What you have to do. Could you reproduce every line below, from the line containing "request: trace the outline of every instance of the <item>front" through the end of the records, shifting each x and y coordinate in the answer polygons up by 65 and leaving all other text unchanged?

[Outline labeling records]
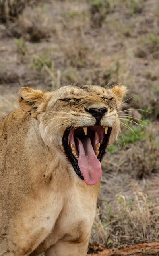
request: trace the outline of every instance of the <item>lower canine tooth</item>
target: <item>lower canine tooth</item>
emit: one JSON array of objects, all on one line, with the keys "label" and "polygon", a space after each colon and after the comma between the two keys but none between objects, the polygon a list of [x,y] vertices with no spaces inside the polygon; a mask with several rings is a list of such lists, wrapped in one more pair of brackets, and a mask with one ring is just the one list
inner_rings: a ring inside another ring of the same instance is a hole
[{"label": "lower canine tooth", "polygon": [[87,127],[83,127],[84,132],[85,133],[85,135],[87,134]]},{"label": "lower canine tooth", "polygon": [[105,127],[105,134],[107,134],[107,132],[108,132],[108,127]]}]

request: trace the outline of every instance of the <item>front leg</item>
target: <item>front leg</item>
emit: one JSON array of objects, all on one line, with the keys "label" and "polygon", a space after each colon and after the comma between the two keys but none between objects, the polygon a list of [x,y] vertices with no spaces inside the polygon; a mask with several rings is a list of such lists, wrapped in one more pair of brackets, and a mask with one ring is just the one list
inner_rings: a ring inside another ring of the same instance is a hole
[{"label": "front leg", "polygon": [[89,239],[82,242],[58,242],[45,252],[45,256],[86,256]]}]

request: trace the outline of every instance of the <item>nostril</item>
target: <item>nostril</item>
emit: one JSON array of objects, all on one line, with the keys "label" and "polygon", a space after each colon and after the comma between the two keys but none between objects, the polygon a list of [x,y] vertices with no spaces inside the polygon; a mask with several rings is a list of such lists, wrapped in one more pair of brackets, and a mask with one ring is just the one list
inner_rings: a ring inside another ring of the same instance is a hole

Exercise answer.
request: trace the outline of every instance of the <item>front leg</item>
target: <item>front leg</item>
emit: one JSON array of objects, all on one line, with the keys "label" and "polygon", a space after each colon and after the comma between the two keys but none between objects, the polygon a list of [x,y] vertices with no spaces inside the polygon; a mask with several rings is a list of such lists, wrapped in one more pair of brackets, and a mask with one ring is just the one list
inner_rings: a ring inside another ring of the same instance is a hole
[{"label": "front leg", "polygon": [[154,304],[147,307],[123,307],[110,317],[110,321],[151,321]]}]

request: trace the outline of every instance of the <item>nostril</item>
target: <item>nostril</item>
emit: one JSON array of objects, all on one line, with the keys "label" and "polygon", a space after each colon and after the comma between the two keys but none between objects, the polygon a list of [x,y] vertices with no spaces inside the polygon; a mask with several rings is a list of such lists, wrapped in one more pair of brackets, and a mask with one ring is just the one list
inner_rings: a ring inside another ring of the same instance is a hole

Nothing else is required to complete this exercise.